INFORMATION SUPPLIED:
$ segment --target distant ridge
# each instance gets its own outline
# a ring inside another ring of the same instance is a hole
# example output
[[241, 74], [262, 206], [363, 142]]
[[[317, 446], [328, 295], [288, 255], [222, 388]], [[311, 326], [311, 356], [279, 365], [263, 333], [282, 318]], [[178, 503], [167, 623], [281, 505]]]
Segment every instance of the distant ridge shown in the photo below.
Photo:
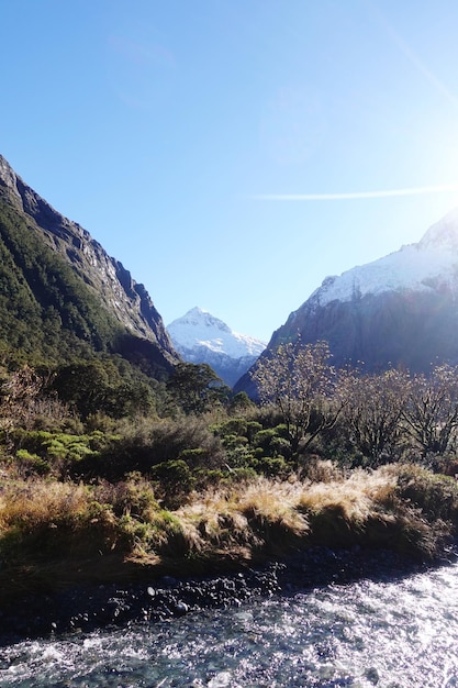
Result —
[[[273, 332], [282, 342], [327, 341], [337, 367], [364, 362], [367, 370], [403, 366], [428, 371], [458, 363], [458, 210], [423, 238], [339, 277], [326, 277]], [[255, 393], [249, 375], [236, 387]]]
[[167, 330], [186, 362], [209, 364], [230, 387], [266, 346], [259, 340], [233, 332], [225, 322], [198, 307], [174, 320]]

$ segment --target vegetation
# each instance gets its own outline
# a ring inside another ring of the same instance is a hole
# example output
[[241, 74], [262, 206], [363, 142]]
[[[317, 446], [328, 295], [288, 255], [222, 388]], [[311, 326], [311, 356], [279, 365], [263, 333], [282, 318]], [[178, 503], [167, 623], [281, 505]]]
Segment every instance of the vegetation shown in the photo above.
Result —
[[4, 595], [312, 544], [439, 554], [458, 524], [458, 370], [337, 374], [328, 359], [325, 344], [282, 346], [254, 403], [208, 366], [152, 385], [112, 356], [4, 356]]

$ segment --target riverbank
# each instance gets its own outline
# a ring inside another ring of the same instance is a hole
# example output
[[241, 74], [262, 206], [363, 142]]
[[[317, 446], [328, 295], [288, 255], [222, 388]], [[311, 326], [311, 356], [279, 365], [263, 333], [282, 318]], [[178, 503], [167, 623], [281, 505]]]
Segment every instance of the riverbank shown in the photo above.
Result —
[[311, 547], [258, 568], [226, 575], [185, 578], [161, 576], [130, 584], [82, 585], [53, 593], [26, 595], [0, 609], [0, 645], [24, 639], [98, 629], [129, 628], [171, 620], [205, 609], [227, 609], [248, 601], [291, 595], [360, 579], [392, 581], [455, 562], [457, 547], [447, 547], [435, 562], [421, 562], [392, 551]]
[[175, 511], [152, 502], [145, 482], [118, 487], [118, 502], [110, 489], [97, 501], [56, 481], [3, 487], [4, 639], [152, 622], [453, 556], [456, 481], [415, 466], [257, 479]]

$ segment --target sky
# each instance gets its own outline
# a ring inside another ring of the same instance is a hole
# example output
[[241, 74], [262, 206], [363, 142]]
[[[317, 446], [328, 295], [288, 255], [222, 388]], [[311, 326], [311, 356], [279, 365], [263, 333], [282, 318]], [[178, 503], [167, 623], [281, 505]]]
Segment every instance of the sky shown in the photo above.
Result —
[[0, 154], [143, 282], [268, 341], [458, 206], [456, 0], [0, 0]]

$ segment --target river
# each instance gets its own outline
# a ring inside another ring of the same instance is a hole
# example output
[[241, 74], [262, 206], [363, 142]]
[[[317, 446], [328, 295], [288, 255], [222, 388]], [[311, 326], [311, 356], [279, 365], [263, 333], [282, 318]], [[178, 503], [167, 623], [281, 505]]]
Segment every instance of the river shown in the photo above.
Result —
[[0, 686], [458, 687], [458, 564], [20, 642]]

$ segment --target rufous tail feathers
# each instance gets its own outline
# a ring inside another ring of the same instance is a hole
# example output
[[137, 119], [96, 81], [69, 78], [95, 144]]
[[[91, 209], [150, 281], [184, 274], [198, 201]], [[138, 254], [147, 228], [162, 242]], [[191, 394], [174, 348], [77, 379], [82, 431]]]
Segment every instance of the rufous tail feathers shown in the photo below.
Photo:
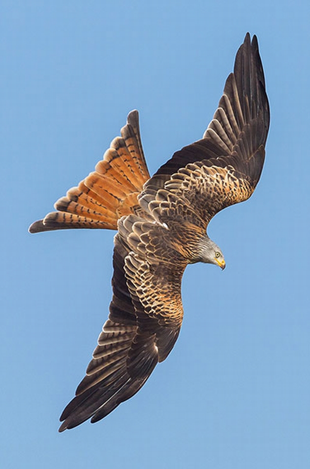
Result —
[[120, 217], [134, 212], [139, 206], [137, 196], [150, 177], [137, 111], [129, 113], [120, 134], [112, 141], [95, 172], [56, 202], [57, 212], [33, 223], [30, 233], [73, 228], [116, 229]]

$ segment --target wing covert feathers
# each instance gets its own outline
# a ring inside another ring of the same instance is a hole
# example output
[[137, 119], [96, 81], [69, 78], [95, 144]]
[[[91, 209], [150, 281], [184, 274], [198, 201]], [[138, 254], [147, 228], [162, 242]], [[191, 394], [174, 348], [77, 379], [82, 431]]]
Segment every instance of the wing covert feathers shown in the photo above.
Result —
[[149, 174], [137, 111], [129, 114], [121, 136], [112, 141], [95, 171], [56, 202], [57, 212], [33, 223], [30, 232], [74, 228], [116, 229], [121, 216], [138, 210], [137, 196]]
[[[96, 422], [132, 397], [157, 363], [166, 357], [178, 336], [182, 316], [182, 272], [176, 283], [161, 278], [155, 292], [153, 287], [159, 279], [146, 259], [130, 251], [119, 234], [114, 243], [109, 319], [99, 336], [86, 375], [63, 412], [59, 431], [90, 417], [91, 422]], [[174, 296], [171, 294], [172, 288], [176, 289]], [[168, 304], [169, 297], [174, 304]], [[167, 314], [168, 309], [173, 311], [173, 318]]]

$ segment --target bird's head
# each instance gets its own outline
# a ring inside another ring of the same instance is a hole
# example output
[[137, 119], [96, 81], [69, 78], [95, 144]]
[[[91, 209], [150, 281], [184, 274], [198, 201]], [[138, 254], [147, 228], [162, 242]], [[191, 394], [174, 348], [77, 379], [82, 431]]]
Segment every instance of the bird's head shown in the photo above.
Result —
[[214, 264], [222, 270], [226, 267], [223, 253], [218, 246], [213, 243], [207, 234], [203, 237], [198, 244], [198, 261]]

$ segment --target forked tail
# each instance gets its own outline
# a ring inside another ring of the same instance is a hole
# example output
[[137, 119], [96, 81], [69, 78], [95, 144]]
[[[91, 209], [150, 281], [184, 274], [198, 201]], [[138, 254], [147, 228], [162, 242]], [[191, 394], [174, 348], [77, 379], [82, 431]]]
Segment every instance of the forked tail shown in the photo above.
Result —
[[73, 228], [117, 229], [117, 220], [134, 213], [137, 195], [149, 179], [140, 136], [139, 114], [132, 111], [95, 171], [56, 202], [29, 228], [30, 233]]

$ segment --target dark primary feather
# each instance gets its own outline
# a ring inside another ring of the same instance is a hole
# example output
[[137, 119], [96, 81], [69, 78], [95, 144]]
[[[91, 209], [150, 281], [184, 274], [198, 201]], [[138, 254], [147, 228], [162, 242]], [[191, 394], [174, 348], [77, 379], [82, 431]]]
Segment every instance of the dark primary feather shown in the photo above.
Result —
[[211, 218], [254, 191], [269, 124], [257, 40], [251, 43], [247, 34], [202, 139], [149, 179], [132, 112], [96, 171], [59, 199], [57, 212], [33, 224], [32, 232], [116, 224], [118, 231], [109, 318], [59, 431], [107, 415], [169, 354], [182, 323], [184, 270], [201, 260], [200, 241]]
[[254, 36], [251, 44], [248, 33], [203, 138], [177, 151], [158, 170], [144, 185], [140, 205], [145, 209], [165, 188], [185, 199], [206, 226], [220, 210], [252, 194], [263, 168], [269, 125], [257, 40]]

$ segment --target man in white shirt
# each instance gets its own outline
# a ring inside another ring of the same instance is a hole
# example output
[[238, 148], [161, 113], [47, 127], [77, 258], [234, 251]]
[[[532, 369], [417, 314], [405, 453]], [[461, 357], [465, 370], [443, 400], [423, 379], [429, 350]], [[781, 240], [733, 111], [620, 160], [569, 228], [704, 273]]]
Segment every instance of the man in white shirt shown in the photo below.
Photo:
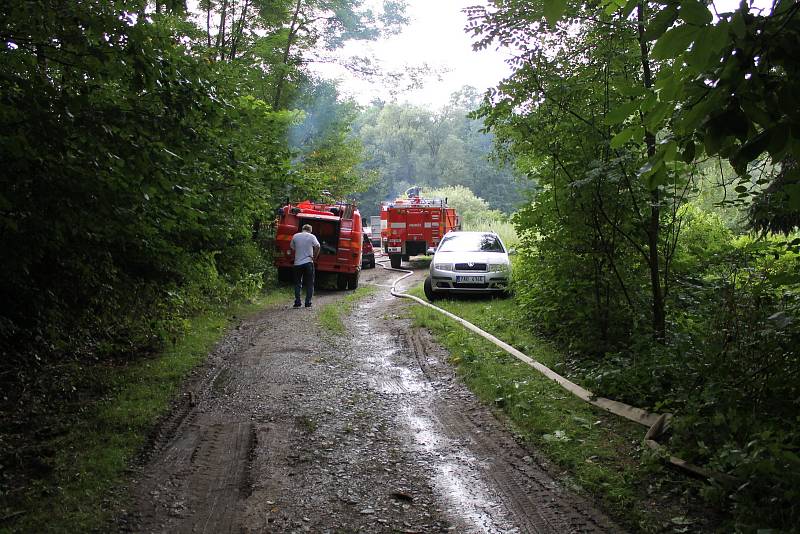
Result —
[[294, 307], [300, 307], [300, 290], [306, 286], [306, 308], [310, 308], [314, 295], [314, 261], [320, 250], [317, 236], [311, 233], [311, 225], [304, 224], [303, 231], [292, 236], [289, 246], [294, 251]]

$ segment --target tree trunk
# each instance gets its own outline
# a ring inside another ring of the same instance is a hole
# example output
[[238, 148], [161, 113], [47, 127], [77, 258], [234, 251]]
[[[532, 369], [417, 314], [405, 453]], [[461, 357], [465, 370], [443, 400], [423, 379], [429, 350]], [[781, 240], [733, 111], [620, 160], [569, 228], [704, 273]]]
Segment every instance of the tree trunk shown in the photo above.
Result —
[[286, 83], [286, 74], [289, 68], [289, 54], [292, 51], [292, 42], [294, 36], [297, 34], [297, 23], [300, 19], [300, 7], [303, 0], [297, 0], [294, 6], [294, 14], [292, 15], [292, 23], [289, 25], [289, 35], [286, 37], [286, 46], [283, 49], [283, 70], [278, 75], [278, 80], [275, 83], [275, 96], [272, 99], [272, 108], [281, 109], [280, 104], [283, 99], [283, 86]]
[[[644, 2], [640, 1], [636, 10], [639, 50], [642, 58], [642, 82], [647, 89], [653, 87], [653, 73], [650, 68], [650, 52], [644, 36]], [[656, 136], [645, 127], [644, 142], [647, 156], [652, 158], [656, 153]], [[666, 316], [664, 312], [664, 293], [661, 288], [661, 269], [658, 250], [659, 232], [661, 230], [661, 196], [658, 187], [650, 192], [650, 221], [647, 225], [648, 267], [650, 268], [650, 288], [653, 301], [653, 336], [659, 342], [666, 337]]]

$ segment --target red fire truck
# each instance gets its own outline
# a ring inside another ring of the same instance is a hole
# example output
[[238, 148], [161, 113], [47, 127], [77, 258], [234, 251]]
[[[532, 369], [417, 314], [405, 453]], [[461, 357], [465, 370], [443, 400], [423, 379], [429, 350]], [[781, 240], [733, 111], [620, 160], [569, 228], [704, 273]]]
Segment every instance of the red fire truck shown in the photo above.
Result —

PROBLEM TO WORK ON:
Copy the material verbatim, starting at the line that contains "segment --target sky" and ending at the line that contains "[[0, 686], [458, 687], [458, 564], [20, 642]]", with both of those lines included.

FINAL RESULT:
$ segment --target sky
# each instance gets its own outline
# a ring inside another ring of the same instance is a hole
# example output
[[241, 74], [262, 206], [363, 142]]
[[[317, 446], [328, 295], [288, 255], [222, 388]], [[311, 326], [311, 356], [279, 365], [263, 333], [282, 318]], [[178, 503], [167, 623], [281, 505]]]
Segment every instance of the sky shown in the photo above.
Result —
[[0, 154], [143, 282], [268, 341], [458, 206], [456, 0], [0, 0]]

$ segment --target river
# each instance gets its own outline
# a ring inside another ring of the same instance is a hole
# example output
[[241, 74], [262, 206], [363, 142]]
[[[317, 446], [328, 295], [288, 255], [222, 388]], [[311, 326], [311, 356], [279, 365], [263, 333], [282, 318]], [[178, 503], [167, 623], [281, 505]]]
Segment every instance of the river shown in the photo above.
Result —
[[0, 686], [458, 687], [458, 564], [20, 642]]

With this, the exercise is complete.